* **GIVEN EXERCISE**
Pick out every line in the records below that contains the word "nose", and copy each of those lines in full.

* **EXERCISE INPUTS**
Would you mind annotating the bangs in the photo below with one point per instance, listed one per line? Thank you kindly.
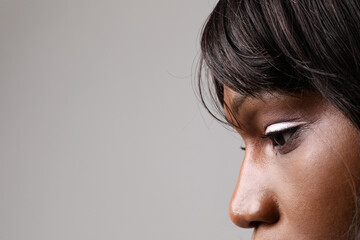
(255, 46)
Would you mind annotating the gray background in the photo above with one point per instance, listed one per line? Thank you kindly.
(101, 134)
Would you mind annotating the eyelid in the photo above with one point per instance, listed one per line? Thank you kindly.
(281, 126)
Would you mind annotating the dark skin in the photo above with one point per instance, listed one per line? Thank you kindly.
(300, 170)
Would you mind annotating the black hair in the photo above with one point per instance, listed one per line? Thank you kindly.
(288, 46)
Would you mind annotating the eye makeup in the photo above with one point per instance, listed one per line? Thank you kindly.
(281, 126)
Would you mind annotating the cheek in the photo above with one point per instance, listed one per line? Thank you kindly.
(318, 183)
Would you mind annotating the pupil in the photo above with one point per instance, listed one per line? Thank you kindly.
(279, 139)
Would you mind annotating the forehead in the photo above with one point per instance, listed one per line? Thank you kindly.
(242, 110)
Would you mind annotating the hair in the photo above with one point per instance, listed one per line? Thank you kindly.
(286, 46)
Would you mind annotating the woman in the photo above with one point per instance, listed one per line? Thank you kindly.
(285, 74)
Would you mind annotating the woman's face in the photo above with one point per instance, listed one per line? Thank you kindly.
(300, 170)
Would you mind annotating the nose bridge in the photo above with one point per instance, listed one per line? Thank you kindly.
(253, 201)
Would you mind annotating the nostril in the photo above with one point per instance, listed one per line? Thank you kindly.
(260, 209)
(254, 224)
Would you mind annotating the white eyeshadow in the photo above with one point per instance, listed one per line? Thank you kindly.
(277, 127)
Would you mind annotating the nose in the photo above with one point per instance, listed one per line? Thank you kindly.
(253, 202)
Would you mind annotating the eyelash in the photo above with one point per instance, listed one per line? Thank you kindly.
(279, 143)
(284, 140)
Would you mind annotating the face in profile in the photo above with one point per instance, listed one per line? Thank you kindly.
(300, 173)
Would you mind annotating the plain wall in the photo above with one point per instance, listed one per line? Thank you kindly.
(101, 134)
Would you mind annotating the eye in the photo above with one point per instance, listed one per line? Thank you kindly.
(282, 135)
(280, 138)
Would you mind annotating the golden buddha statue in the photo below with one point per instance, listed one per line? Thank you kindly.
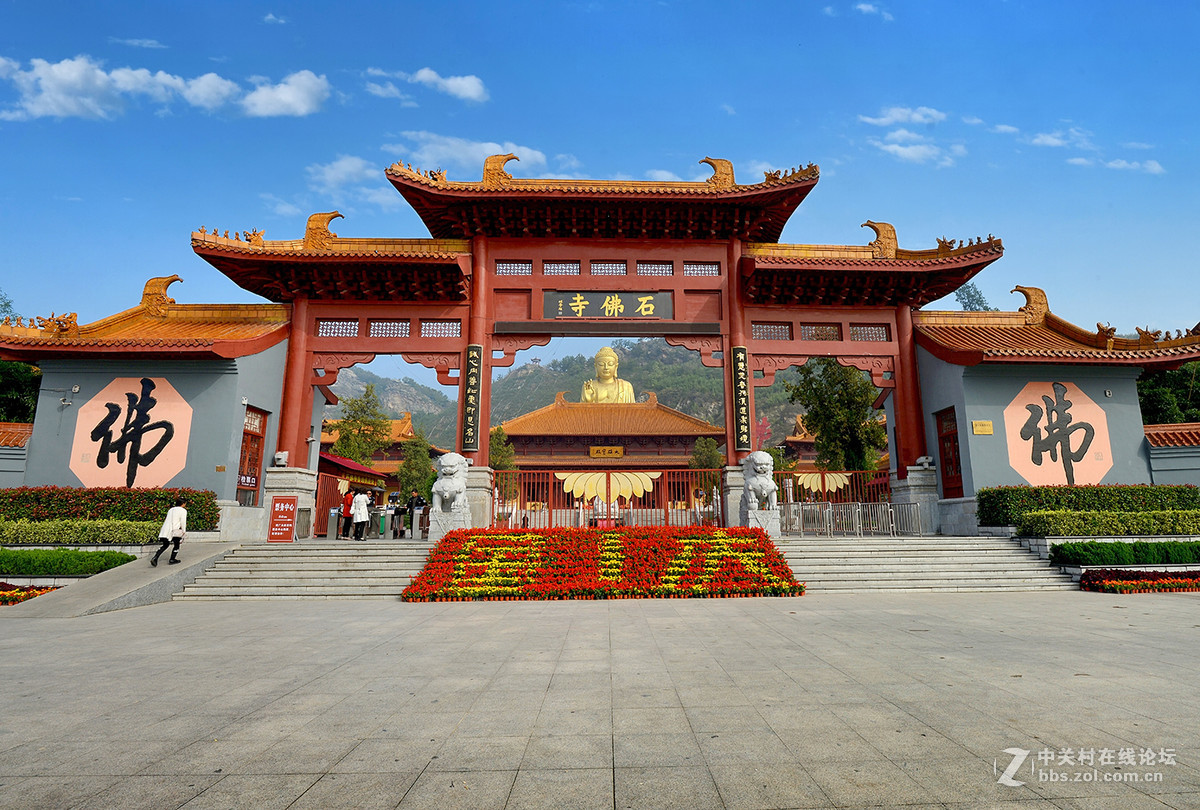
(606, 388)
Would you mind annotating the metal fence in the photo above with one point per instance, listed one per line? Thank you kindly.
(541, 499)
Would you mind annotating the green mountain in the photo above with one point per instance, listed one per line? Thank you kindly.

==

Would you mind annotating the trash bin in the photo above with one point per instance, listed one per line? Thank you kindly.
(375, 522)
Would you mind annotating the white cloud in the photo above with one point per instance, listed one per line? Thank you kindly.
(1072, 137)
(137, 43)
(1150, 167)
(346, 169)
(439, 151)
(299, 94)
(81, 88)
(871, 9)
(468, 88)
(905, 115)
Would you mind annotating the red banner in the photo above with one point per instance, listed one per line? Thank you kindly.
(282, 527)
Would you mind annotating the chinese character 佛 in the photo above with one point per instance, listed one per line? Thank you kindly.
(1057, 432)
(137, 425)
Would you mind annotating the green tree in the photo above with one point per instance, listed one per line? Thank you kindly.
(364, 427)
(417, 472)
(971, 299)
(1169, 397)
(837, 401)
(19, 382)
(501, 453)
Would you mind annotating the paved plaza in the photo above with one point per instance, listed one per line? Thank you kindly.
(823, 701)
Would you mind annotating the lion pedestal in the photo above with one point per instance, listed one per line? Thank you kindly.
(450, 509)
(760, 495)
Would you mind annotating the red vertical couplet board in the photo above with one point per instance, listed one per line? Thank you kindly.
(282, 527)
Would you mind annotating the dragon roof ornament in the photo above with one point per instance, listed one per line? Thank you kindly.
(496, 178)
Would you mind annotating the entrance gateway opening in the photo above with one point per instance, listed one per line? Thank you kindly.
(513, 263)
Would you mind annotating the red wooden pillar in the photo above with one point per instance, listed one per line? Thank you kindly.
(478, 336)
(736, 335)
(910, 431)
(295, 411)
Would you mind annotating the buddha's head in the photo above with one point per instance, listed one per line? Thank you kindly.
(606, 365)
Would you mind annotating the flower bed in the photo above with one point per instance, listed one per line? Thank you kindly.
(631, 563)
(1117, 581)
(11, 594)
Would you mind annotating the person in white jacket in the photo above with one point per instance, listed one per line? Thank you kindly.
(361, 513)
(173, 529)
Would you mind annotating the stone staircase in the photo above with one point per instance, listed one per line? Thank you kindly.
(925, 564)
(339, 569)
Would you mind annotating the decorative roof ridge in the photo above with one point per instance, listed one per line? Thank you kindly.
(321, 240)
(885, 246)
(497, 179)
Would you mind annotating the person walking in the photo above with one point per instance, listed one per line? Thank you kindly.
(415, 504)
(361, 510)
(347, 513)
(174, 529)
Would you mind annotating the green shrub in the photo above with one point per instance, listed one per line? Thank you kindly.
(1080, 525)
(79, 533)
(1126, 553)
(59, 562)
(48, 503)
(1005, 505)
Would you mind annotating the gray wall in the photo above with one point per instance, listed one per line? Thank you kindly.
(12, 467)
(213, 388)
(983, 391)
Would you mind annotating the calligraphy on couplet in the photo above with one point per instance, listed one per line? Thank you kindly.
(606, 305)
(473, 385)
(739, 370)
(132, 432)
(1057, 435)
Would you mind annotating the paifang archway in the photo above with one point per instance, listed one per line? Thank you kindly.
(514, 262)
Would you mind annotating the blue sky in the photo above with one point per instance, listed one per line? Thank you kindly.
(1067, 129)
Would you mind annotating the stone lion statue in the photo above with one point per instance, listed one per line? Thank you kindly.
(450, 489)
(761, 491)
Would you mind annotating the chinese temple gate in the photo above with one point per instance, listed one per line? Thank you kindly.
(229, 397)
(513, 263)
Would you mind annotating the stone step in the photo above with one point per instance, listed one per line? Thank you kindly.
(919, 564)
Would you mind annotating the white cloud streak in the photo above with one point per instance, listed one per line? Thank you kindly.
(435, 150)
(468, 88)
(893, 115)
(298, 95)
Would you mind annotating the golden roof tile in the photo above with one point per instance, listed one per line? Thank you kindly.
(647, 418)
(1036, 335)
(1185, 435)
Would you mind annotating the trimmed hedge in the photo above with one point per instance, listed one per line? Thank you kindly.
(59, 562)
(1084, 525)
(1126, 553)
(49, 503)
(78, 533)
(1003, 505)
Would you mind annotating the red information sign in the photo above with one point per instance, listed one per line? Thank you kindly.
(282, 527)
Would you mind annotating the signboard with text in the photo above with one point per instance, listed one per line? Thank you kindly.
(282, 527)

* **FINAL RESULT**
Would you mind annotating the nose bridge in the photo above with one point per instance, listed one per line? Thank you kindly.
Would you mind annotating the nose in the photo above with one point per instance, listed one per line? Thank you kindly.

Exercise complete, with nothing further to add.